- _KUTIPAN SUMBER_
-*-
Pasar kredit derivatif, highly leveraged investment ini tidak transparan. Besarnya diperkirakan mencapai US$ 400 triliyun. Apakah bantuan liquiditas US$ 1 triliyun akan cukup?
Turunkan Suku Bunga The Fed
Andaikata bank sentral menurunkan suku bunganya (kenyataannya bank sentral Eropa, Canada dan Australi masih menaikkan suku bunganya), apakah persoalan jadi selesai? Ekonomi akan tumbuh? Ini seperti memberi narkotik kepada orang yang sedang sakaw. Asal muasal persoalan ini adalah karena kredit murah dan mudah. Sekarang mau diobati dengan kredit murah meriah lagi? Andaikata bank sentral menurunkan suku bunganya, belum tentu bank-bank mau menurunkan suku bunga pinjamannya dan menyalurkan kredit. Kepada siapa mereka menyalurkan kredit. Apakah kepada orang/perusahaan yang sudah punya hutang? Mereka miskin. Kalau mereka kaya, tentu tidak perlu berhutang. Dengan kata lain penurunan suku bunga tidak akan membantu penyaluran kredit untuk mendanai spekulasi dan usaha beresiko. Sehingga credit crunch masih berpeluang berlanjut ke resesi ekonomi global. Lihat Jepang, walaupun suku bunga disana sudah di bawah 1%, tidak bisa melepaskan diri dari deflasi harga di ekonominya.
RENUNGAN
Banker dan politikus saat ini akan mengatakan bahwa dampak subprime lending terbatas. Bukankah kata-kata itu yang diucapkan oleh Ben Bernanke beberapa minggu lalu? Minggu ini, subprime lending sudah mengenai Eropa dan Asia. Berita dari CNBC hari ini mengatakan bahwa banyak bank-bank Eropa yang mempunyai eksposure di CDO. Juga bank-bank Asia seperti UOB (United Overseas Bank). Anda tidak mengharap seorang penjual barang busuk mengatakan barangnya busuk. Seorang di pemerintahan seperti Bush tidk akan mengatakan bahwa ekonomi US sedang menuju resesi. Juga Ben Bernanke, dia tidak akan mengatakan bahwa kasus CDO akan menyebar kemana-mana. Seperti para politikus Indonesia, mengatakan “ekonomi makro bagus” sedang ekonomi riil belum beranjak kemana-mana. Pada saatnya nanti, kalau kebusukan itu sudah terbongkar dan tidak bisa ditutupi lagi, hari itu menjadi hari perhitungan.
-*-
- _CATATAN YANG DISEDIAKAN_
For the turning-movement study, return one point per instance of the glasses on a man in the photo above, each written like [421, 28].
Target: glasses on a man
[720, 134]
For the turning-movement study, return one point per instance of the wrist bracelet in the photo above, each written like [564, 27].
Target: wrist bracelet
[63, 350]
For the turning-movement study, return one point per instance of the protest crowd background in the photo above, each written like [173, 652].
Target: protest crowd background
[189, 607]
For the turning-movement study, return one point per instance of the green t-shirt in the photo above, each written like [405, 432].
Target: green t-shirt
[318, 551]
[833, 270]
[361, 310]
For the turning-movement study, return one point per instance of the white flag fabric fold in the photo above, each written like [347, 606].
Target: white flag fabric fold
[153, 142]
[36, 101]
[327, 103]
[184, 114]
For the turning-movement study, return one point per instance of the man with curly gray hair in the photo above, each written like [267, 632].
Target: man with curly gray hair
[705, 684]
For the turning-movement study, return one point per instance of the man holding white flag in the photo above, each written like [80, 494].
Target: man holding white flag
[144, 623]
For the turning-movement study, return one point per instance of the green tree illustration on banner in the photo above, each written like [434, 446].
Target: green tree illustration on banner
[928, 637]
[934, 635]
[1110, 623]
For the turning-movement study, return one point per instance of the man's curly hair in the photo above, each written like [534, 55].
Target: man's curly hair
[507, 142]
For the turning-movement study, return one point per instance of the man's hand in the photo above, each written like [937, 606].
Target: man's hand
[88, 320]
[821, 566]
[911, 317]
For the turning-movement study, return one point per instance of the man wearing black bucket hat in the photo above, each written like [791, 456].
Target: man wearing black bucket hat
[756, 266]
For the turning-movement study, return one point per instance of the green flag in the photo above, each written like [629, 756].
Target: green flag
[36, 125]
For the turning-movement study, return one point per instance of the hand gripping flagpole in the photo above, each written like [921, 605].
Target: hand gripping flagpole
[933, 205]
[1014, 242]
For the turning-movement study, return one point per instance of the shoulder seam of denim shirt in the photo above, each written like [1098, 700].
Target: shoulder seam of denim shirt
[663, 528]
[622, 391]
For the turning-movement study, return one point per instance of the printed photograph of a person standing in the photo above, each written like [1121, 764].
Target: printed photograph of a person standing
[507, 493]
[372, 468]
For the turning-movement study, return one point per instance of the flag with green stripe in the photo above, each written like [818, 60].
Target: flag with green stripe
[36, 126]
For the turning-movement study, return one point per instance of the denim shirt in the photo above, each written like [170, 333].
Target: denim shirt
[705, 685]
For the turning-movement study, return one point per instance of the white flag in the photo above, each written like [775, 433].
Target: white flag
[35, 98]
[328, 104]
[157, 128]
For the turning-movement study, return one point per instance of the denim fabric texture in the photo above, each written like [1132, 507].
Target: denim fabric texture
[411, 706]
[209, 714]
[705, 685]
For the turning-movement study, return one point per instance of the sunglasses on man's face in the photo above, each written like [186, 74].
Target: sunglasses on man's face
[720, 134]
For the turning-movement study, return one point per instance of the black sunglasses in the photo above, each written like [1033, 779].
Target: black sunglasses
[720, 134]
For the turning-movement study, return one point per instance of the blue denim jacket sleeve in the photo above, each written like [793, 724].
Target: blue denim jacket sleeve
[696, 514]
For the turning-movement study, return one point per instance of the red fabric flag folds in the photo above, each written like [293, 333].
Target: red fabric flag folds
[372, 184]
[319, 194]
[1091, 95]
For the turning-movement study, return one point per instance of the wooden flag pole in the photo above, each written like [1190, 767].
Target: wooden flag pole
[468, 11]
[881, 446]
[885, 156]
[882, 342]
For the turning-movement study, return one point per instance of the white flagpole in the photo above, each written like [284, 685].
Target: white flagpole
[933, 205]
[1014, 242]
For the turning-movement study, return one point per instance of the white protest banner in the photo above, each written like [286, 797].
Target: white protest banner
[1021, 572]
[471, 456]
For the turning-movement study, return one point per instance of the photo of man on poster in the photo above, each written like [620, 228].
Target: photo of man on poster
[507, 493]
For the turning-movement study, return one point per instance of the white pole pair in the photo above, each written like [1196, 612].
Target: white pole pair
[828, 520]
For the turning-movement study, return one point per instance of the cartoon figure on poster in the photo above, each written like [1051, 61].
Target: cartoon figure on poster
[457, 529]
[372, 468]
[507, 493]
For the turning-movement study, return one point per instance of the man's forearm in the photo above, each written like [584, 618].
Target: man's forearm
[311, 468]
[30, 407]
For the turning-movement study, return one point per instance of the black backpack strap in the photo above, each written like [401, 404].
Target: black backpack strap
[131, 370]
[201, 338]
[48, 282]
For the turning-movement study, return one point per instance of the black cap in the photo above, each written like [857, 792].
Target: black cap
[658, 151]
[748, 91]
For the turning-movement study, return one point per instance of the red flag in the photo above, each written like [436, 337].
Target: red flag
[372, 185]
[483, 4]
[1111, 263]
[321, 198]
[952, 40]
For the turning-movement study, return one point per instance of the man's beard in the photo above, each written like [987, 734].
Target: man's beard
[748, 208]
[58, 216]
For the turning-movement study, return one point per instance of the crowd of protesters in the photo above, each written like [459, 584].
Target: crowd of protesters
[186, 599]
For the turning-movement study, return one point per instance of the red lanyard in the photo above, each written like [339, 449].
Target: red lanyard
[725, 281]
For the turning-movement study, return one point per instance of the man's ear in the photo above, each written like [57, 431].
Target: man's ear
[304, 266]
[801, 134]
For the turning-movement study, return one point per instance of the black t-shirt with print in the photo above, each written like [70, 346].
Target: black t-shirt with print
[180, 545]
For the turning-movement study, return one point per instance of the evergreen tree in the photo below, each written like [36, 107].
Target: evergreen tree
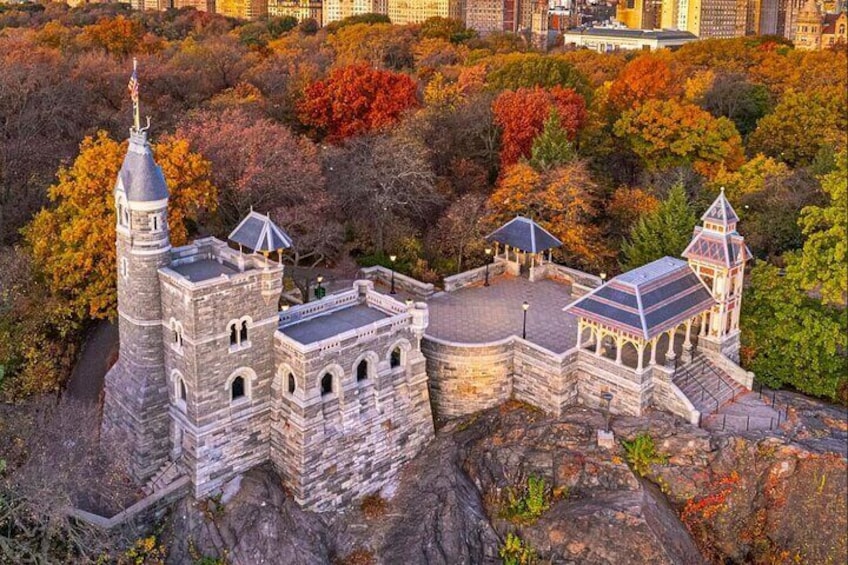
[551, 148]
[665, 231]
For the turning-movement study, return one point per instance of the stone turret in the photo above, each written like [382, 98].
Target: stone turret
[136, 396]
[718, 254]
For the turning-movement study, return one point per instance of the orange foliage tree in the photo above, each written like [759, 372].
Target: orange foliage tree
[668, 133]
[645, 77]
[73, 244]
[521, 115]
[356, 99]
[561, 200]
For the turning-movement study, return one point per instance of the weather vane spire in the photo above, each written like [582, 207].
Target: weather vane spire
[133, 88]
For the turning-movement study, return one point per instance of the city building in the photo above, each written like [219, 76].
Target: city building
[639, 14]
[603, 39]
[214, 377]
[416, 11]
[299, 9]
[242, 9]
[721, 19]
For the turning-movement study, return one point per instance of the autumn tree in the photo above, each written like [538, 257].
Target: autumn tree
[73, 243]
[821, 264]
[562, 200]
[801, 125]
[535, 71]
[380, 181]
[257, 163]
[521, 115]
[667, 133]
[647, 77]
[357, 99]
[665, 231]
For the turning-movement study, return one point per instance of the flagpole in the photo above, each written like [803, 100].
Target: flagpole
[136, 111]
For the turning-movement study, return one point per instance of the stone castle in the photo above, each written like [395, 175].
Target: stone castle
[215, 377]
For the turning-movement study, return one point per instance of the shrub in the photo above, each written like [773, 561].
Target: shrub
[642, 453]
[516, 551]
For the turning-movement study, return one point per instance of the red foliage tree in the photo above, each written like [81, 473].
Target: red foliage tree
[356, 99]
[521, 115]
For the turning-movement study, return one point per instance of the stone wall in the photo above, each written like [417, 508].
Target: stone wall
[475, 276]
[214, 435]
[466, 378]
[336, 447]
[666, 396]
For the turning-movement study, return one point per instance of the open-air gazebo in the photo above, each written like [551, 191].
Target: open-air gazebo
[641, 310]
[527, 241]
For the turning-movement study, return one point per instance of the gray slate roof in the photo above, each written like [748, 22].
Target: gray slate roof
[140, 176]
[524, 234]
[257, 232]
[646, 301]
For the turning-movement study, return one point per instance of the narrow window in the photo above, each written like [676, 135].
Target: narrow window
[238, 388]
[326, 384]
[362, 370]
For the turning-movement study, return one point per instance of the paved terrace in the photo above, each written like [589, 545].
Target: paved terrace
[482, 314]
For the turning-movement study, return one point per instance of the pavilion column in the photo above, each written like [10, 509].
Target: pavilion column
[654, 351]
[618, 342]
[669, 354]
[687, 343]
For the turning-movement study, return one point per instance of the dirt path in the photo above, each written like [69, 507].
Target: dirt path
[99, 350]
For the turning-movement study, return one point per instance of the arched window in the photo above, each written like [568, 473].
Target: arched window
[237, 388]
[395, 357]
[326, 384]
[362, 370]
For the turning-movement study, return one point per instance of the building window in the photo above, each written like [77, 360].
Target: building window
[326, 384]
[362, 370]
[237, 388]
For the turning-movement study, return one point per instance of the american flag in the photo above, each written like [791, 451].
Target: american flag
[133, 86]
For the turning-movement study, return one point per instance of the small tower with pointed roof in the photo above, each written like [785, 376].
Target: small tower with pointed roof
[718, 254]
[136, 396]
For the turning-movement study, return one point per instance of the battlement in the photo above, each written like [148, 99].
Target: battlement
[209, 261]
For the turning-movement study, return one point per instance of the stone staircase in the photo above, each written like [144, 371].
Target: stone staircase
[167, 473]
[707, 386]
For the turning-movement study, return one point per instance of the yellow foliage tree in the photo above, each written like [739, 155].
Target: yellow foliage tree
[561, 200]
[73, 243]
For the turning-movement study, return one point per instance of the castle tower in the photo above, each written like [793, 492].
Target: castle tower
[718, 254]
[136, 396]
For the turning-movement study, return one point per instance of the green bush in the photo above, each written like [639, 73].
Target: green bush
[515, 551]
[642, 453]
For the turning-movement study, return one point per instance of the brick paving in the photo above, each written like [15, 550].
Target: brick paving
[484, 314]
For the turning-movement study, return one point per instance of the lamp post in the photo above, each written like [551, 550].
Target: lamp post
[525, 306]
[607, 398]
[488, 259]
[393, 258]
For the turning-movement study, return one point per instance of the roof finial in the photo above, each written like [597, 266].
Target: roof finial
[133, 88]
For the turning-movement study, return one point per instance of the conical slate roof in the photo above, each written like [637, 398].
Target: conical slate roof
[720, 212]
[524, 234]
[140, 177]
[259, 233]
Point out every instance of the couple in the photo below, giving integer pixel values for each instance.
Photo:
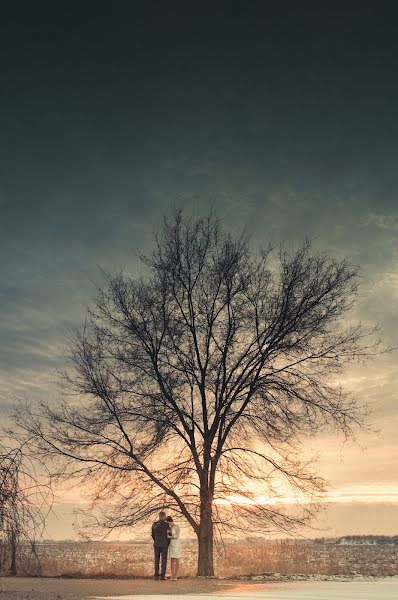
(166, 540)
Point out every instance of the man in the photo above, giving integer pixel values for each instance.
(160, 531)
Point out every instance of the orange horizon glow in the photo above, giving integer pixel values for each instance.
(369, 494)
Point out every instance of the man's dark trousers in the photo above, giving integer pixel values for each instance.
(160, 552)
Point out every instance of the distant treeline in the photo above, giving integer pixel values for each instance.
(360, 539)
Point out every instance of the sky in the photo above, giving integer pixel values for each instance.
(282, 116)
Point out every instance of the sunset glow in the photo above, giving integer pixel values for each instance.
(371, 495)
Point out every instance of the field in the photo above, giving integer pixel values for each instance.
(237, 559)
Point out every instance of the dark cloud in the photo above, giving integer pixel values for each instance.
(285, 118)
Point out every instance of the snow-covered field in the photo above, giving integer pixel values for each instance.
(240, 559)
(386, 589)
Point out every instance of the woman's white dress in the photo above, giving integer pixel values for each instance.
(175, 542)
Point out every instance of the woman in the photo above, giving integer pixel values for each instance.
(174, 548)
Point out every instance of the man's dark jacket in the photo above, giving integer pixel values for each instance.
(159, 534)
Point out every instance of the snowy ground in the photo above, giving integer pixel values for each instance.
(386, 589)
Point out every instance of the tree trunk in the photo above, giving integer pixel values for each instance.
(13, 548)
(205, 539)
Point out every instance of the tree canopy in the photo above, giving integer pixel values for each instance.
(193, 386)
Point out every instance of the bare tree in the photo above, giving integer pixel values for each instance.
(195, 385)
(25, 501)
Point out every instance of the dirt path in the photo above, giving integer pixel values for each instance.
(25, 588)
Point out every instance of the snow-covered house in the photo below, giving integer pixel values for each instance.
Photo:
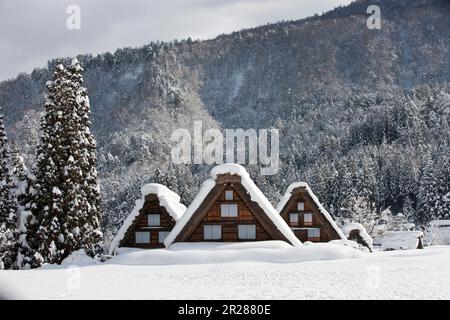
(230, 208)
(307, 218)
(151, 220)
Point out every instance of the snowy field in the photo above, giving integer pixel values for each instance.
(226, 273)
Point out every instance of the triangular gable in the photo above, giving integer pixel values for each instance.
(261, 208)
(291, 190)
(169, 202)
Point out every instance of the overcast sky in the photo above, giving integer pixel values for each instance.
(34, 31)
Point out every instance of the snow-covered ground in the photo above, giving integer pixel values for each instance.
(409, 274)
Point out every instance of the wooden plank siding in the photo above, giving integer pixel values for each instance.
(249, 212)
(151, 206)
(300, 229)
(229, 225)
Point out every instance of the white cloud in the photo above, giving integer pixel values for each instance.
(33, 32)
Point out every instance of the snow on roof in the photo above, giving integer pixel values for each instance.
(288, 195)
(255, 195)
(167, 199)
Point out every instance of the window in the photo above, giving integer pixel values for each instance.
(307, 219)
(247, 232)
(162, 235)
(142, 237)
(293, 218)
(212, 232)
(228, 210)
(314, 233)
(153, 220)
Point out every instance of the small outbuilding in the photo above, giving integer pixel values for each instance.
(356, 232)
(402, 240)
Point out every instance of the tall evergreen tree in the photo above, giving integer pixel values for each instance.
(8, 205)
(64, 194)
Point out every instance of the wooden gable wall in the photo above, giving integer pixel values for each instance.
(141, 224)
(319, 221)
(209, 213)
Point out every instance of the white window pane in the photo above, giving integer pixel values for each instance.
(228, 210)
(314, 233)
(142, 237)
(212, 232)
(162, 235)
(247, 232)
(251, 232)
(153, 220)
(217, 232)
(229, 195)
(207, 232)
(293, 218)
(233, 210)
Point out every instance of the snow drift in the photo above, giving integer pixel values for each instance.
(213, 253)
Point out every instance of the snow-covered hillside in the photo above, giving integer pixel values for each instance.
(410, 274)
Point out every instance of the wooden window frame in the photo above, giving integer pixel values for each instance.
(227, 214)
(153, 225)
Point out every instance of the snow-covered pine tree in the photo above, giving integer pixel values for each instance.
(86, 224)
(40, 209)
(8, 205)
(65, 199)
(428, 197)
(17, 162)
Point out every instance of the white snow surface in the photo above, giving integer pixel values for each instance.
(255, 195)
(349, 227)
(409, 274)
(401, 240)
(78, 258)
(288, 195)
(167, 198)
(438, 232)
(208, 253)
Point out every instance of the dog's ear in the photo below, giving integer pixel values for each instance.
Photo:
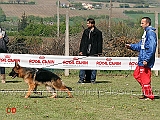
-*-
Tuliskan tanpa perubahan bagian kutipan tentang krisis kredit ini, mulai dari kata-kata yang memuat "Pasar kredit derivatif, highly" dan berhenti setelah "triliyun akan cukup?".

Pasar kredit derivatif, highly leveraged investment ini tidak transparan. Besarnya diperkirakan mencapai US$ 400 triliyun. Apakah bantuan liquiditas US$ 1 triliyun akan cukup?